Write out every line of the items below as a JSON list of strings, with one string per line, skipping any blank lines and omitting the pictures.

Items listed in a dataset

>> begin

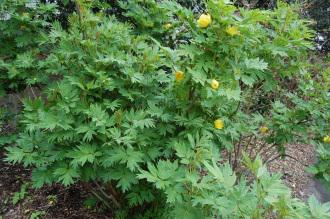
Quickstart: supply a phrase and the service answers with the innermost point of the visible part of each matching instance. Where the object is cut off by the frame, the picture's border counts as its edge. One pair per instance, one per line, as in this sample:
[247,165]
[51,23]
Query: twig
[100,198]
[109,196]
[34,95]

>> end

### Output for this task
[
  "Quickstart: supply a phrase and the service answers with the innermost point of the visible part of each matching instance. Where the object is cut off by the frame, the picture's border counts as its edge. One pair per instance, one per line, as in this sample:",
  "[247,165]",
  "[51,23]",
  "Query: twig",
  "[100,198]",
  "[109,196]",
  "[34,95]"
]